=== Task description ===
How many lines in the records below contain the word "wooden"? Reply with the number only.

Records to use start

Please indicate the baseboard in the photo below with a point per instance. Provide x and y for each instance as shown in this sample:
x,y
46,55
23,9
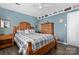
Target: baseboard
x,y
63,43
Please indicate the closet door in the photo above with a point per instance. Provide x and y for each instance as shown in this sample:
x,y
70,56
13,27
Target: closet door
x,y
73,28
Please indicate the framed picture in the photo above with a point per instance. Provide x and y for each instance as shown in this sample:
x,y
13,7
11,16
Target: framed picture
x,y
6,24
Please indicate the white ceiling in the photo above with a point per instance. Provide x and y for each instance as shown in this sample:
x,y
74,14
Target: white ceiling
x,y
36,9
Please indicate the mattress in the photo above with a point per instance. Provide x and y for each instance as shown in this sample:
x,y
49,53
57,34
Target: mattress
x,y
38,40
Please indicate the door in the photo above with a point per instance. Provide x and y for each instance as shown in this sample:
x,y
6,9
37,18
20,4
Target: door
x,y
73,28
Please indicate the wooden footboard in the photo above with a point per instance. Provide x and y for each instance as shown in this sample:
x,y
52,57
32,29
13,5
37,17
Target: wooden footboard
x,y
43,50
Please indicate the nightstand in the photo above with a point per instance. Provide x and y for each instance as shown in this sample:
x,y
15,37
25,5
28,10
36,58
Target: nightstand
x,y
5,40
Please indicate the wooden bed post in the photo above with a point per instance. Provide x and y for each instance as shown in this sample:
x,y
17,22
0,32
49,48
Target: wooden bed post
x,y
29,48
14,31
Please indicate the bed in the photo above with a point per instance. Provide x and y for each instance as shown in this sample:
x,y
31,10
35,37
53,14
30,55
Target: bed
x,y
30,42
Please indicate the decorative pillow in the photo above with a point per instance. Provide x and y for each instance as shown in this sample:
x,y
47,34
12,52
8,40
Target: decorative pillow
x,y
20,31
32,31
27,31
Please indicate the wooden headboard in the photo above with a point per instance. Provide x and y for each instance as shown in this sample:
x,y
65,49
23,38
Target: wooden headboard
x,y
21,26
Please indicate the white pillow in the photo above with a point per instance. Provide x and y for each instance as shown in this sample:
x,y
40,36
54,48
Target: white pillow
x,y
32,31
20,31
27,31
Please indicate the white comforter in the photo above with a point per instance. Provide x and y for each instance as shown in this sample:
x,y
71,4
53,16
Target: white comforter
x,y
37,40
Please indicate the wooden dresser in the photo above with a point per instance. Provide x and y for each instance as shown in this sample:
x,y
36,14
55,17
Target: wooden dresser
x,y
47,28
5,40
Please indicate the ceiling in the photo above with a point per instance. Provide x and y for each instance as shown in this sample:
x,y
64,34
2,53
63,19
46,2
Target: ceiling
x,y
36,9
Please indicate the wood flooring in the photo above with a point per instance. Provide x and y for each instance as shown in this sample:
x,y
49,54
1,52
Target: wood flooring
x,y
61,50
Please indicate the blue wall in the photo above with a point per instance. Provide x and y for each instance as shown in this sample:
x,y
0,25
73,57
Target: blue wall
x,y
16,18
59,28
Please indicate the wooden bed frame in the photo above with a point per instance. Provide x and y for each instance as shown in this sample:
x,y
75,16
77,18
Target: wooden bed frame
x,y
42,50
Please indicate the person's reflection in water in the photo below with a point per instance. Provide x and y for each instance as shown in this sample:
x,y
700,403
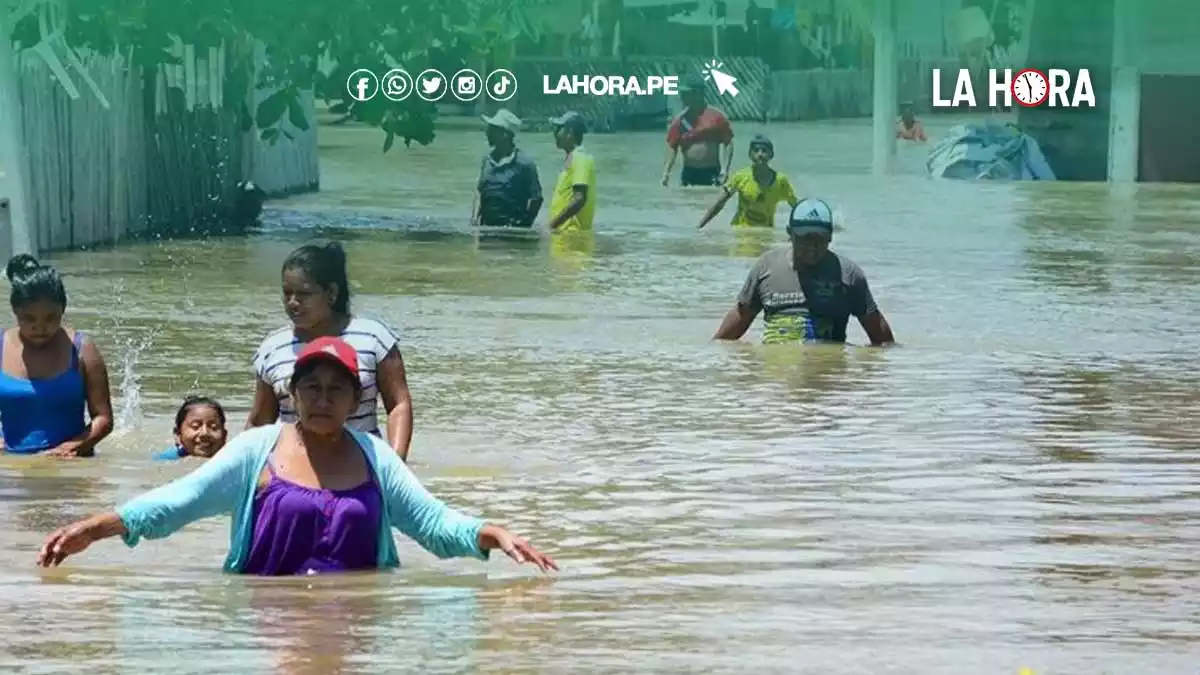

Records to use end

=== Worked solution ===
10